**Tâches à faire**
- A) Répondez à ces questions d'après le texte extrait :
(i) Sur quelle chaîne le documentaire « Le jeu de la mort » a-t-il été diffusé ?
(ii) Qui a mené dans les années 60 l'expérience que ce documentaire reprenait ?
(iii) Quelles sont les trois raisons que Philippe Breton avance pour expliquer que la vengeance ne trouve pas d'écho chez le refusant ?
- B) Recopiez le passage du texte extrait qui commence par « À cette question, France » et se termine par « 80% se soumettent. ».

**Texte extrait**
"""
Lectures de nos lectrices
par Geneviève Le Hir
Pourquoi, dans des situations de violences extrêmes, certains acceptent-ils d'être des « exécuteurs » quand d'autres s'y refusent ?
À cette question, France 2 a voulu donner une réponse en diffusant le 17 mars dernier, un documentaire-choc, au titre racoleur, « Le jeu de la mort ». Sous les apparences d'un jeu télévisé, aux règles simples, envoyer des décharges électriques de plus en plus fortes, jusqu'à mettre en danger vital le supposé candidat (en fait un comédien), on cherchait à vérifier si en présence d'une autorité (ici celle d'une animatrice et du public), tout un chacun peut devenir un bourreau et un tueur. C'était la reprise d'une expérience menée dans les années 60 par l'américain Milgram, expérience au terme de laquelle le chercheur démontrait le pouvoir exercé par l'autorité scientifique sur un individu lambda. Le résultat de ces expériences semble sans appel : 80% se soumettent.
L'universitaire Philippe Breton pourtant ne se satisfait pas de cette réponse (1). Ou plutôt, au lieu de s'arrêter au constat que l'homme est un loup pour l'homme, il cherche à comprendre qui est celui qu'il appelle « le refusant ». Son corpus d'analyses, il le prend dans les trop nombreux cas de violences, hélas, qui ont traversé le XXe siècle : l'Allemagne nazie, le génocide rwandais, les guerres du Vietnam ou d'Algérie, et les actes de terrorisme kamikaze islamiste.
Selon lui, ce qui caractérise le refusant, c'est qu'il n'oppose aux massacres aucune morale, aucun point de vue religieux, aucun argument véritablement constitué : il n'est donc pas un résistant. Son parcours est très proche de celui de l'exécuteur sauf qu'au moment ultime, lui, il refuse le passage à l'acte, sans mettre pour autant en avant des sentiments humanistes. Non, simplement, il n'est pas convaincu de s'associer à ce qu'il considère comme un crime.
Philippe Breton cherche donc quelle est l'ultime raison, motrice pour les uns, les « exécuteurs », insuffisante ou inacceptable pour les autres, les « refusants ».
Il récuse les arguments souvent avancés de la sauvagerie, de la soumission à l'autorité, ou encore du racisme : l'exécuteur est rarement un psychopathe, il n'est pas pris dans un rapport à l'autorité qui le priverait totalement de son autonomie individuelle, et son ressort principal n'est pas le racisme.
Les tueurs sont sensibles aux discours qui en appellent à la vengeance. Pas les refusants. Alors que l'exécuteur n'imagine pas que son ennemi ne cherche pas sa destruction, et qu'il se croit investi du devoir de tuer pour protéger les siens (ce qui justifie d'éliminer aussi les enfants), ce principe de la vengeance ne trouve pas d'écho chez le refusant. Pour quelles raisons ? Philippe Breton en avance trois : une absence d'éducation à la violence, un individualisme profond, une impossibilité de passer de l'idéologie (le refusant est souvent d'accord avec la nécessité de tuer) à l'acte.
"""
[Extraits d'un jeu de données de segmentation]
"""
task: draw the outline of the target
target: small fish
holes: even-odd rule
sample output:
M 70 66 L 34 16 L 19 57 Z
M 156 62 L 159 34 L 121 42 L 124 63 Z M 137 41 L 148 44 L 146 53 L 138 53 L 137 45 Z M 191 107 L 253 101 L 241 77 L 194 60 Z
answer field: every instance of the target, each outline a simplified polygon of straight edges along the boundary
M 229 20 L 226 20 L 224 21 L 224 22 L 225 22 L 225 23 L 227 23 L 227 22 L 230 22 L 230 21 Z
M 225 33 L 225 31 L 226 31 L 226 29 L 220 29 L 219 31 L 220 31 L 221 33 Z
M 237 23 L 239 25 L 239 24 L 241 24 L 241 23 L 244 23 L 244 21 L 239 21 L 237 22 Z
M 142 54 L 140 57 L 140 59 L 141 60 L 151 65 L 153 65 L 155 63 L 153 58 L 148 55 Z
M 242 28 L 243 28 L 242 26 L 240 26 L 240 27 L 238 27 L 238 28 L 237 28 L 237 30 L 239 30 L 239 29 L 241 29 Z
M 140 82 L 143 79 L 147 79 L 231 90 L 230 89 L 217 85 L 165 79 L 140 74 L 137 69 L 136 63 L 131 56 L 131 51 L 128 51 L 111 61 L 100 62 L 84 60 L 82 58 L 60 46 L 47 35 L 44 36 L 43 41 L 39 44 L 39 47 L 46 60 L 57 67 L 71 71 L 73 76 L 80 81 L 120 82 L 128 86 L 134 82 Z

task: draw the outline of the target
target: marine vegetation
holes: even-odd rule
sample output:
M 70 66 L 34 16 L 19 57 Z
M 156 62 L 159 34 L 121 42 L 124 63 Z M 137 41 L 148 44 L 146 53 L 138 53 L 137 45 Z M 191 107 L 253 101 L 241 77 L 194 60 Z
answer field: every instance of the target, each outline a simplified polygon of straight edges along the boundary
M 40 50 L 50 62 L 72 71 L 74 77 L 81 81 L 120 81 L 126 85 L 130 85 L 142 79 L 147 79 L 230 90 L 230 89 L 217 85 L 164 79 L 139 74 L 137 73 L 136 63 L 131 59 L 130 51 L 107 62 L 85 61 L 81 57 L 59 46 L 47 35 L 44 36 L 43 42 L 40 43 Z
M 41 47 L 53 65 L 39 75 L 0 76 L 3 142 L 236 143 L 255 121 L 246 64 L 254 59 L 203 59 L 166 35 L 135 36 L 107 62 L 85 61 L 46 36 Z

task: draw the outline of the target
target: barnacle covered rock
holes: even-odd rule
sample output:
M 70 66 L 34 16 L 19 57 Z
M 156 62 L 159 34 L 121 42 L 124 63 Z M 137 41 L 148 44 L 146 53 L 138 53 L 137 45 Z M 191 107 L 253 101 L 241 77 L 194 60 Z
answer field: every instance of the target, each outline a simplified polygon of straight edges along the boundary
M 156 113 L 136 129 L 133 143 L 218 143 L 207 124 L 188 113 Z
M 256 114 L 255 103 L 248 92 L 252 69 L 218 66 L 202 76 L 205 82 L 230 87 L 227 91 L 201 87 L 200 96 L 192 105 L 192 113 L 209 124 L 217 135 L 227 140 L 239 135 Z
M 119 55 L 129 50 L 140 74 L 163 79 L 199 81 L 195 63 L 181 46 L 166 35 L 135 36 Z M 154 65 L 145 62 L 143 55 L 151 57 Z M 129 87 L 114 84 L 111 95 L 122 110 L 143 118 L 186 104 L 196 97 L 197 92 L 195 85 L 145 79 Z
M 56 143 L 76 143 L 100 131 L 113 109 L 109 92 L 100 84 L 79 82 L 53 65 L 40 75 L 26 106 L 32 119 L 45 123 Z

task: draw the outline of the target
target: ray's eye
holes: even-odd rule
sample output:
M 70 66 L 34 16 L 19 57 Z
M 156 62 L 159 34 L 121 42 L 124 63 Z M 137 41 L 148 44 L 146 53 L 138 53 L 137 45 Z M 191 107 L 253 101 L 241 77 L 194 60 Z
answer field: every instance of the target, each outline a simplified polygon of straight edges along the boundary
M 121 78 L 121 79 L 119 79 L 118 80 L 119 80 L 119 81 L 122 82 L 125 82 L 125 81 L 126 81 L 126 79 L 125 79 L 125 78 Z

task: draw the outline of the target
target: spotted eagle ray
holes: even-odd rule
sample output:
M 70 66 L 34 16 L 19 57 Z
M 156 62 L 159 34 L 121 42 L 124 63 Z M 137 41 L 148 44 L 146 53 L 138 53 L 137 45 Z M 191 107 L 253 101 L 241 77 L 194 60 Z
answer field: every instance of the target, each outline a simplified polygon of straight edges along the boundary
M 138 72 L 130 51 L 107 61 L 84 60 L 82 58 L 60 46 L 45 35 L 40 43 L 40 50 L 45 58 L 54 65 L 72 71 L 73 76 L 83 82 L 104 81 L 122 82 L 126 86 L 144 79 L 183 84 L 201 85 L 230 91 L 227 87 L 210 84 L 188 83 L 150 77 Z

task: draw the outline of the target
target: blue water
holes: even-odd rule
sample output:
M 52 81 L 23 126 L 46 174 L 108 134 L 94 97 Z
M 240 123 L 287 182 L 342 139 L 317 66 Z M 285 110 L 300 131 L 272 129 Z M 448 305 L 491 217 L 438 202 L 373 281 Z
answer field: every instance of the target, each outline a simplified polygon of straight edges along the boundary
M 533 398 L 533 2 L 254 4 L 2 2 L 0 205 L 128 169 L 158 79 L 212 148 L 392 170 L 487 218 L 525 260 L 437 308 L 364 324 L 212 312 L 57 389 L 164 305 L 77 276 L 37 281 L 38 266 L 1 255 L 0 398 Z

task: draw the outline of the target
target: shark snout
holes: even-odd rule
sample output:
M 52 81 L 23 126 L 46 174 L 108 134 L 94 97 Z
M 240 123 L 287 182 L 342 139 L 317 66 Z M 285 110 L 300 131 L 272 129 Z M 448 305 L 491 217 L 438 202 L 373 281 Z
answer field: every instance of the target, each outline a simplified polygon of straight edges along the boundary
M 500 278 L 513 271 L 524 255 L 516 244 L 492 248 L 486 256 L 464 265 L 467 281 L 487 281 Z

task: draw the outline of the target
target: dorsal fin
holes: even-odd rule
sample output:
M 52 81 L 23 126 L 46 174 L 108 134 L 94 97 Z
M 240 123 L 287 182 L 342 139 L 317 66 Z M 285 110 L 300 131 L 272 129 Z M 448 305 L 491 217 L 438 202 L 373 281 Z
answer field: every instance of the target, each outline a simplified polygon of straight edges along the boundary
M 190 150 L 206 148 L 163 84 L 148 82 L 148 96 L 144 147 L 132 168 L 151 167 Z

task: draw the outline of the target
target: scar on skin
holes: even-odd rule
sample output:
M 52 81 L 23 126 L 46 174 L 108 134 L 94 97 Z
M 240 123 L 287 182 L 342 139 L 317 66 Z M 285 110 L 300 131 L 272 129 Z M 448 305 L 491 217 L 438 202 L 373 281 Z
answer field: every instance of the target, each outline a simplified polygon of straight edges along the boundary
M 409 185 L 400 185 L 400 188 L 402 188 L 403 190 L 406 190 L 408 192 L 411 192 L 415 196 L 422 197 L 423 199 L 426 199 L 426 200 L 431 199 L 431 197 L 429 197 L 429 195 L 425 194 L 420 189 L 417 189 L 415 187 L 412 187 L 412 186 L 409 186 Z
"""
**Réponses**
- A)
(i) Sur France 2.
(ii) L'Américain Milgram.
(iii) Une absence d'éducation à la violence, un individualisme profond et une impossibilité de passer de l'idéologie à l'acte.

- B)
À cette question, France 2 a voulu donner une réponse en diffusant le 17 mars dernier, un documentaire-choc, au titre racoleur, « Le jeu de la mort ». Sous les apparences d'un jeu télévisé, aux règles simples, envoyer des décharges électriques de plus en plus fortes, jusqu'à mettre en danger vital le supposé candidat (en fait un comédien), on cherchait à vérifier si en présence d'une autorité (ici celle d'une animatrice et du public), tout un chacun peut devenir un bourreau et un tueur. C'était la reprise d'une expérience menée dans les années 60 par l'américain Milgram, expérience au terme de laquelle le chercheur démontrait le pouvoir exercé par l'autorité scientifique sur un individu lambda. Le résultat de ces expériences semble sans appel : 80% se soumettent.